* _REQUIRED WORK_: Print the data below word for word, keeping every line in its original order.
##### DATA ROWS
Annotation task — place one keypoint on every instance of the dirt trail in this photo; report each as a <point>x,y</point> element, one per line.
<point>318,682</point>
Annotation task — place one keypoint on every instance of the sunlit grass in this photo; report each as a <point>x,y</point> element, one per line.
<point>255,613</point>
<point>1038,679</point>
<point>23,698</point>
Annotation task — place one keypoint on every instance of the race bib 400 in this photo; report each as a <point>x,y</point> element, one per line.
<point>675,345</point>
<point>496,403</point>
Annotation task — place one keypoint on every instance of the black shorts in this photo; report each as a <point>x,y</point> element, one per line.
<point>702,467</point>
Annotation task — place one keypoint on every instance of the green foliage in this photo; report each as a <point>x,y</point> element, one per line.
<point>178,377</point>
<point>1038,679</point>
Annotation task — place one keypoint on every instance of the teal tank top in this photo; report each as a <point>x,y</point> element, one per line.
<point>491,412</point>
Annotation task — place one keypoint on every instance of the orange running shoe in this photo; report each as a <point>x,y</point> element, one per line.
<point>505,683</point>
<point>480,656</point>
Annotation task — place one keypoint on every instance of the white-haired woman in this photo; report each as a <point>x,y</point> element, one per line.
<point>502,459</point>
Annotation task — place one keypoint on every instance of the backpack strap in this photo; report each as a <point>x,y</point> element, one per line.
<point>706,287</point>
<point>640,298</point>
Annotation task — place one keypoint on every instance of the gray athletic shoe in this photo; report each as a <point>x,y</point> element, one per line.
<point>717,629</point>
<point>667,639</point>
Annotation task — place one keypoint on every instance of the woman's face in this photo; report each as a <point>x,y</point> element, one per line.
##########
* _WRITTEN REPLY_:
Annotation task — place one keypoint on every instance of the dirt trail in this photo; report each as a <point>x,y</point> element, one per line.
<point>318,682</point>
Annotation task — place one keypoint on every instance of the sunlit grass in this photo; report each as a <point>x,y</point> element, one per line.
<point>255,613</point>
<point>1038,679</point>
<point>23,698</point>
Annotation task — place one keypoint on every instance of the race bib 400 in this photo; report each as a <point>x,y</point> element, one per line.
<point>675,345</point>
<point>496,403</point>
Annotation task — place one keypoint on every instance of the black shorts in this photo; report each as a <point>x,y</point> element, one per line.
<point>702,467</point>
Annotation task — place one keypoint on every instance of the green foliage in this photo; report each as a <point>x,y</point> element, one per line.
<point>178,377</point>
<point>1038,679</point>
Annotation task — place one keypoint on every instance of the teal tank top in this photo; report each as a <point>x,y</point> element, one per line.
<point>491,412</point>
Annotation task — place one keypoint on every instance of the orange running shoe in this photo; report each as a <point>x,y</point> element, one per line.
<point>505,683</point>
<point>480,656</point>
Annotation task — place one keypoint on every instance of the white-haired woman in this photo; report each as a <point>x,y</point> element, one per line.
<point>502,459</point>
Annotation task — place one keypoint on every instance of the backpack strap in this photo; report each as a <point>x,y</point> element, one per line.
<point>706,287</point>
<point>640,298</point>
Annotation task — place one keypoint on every instance of the gray athletic shoe in this photo; report each as a <point>x,y</point> element, one per line.
<point>717,629</point>
<point>667,639</point>
Annotation task — place one keypoint on every instance of the woman's face in this photo; report each as a <point>x,y</point> element, one per line.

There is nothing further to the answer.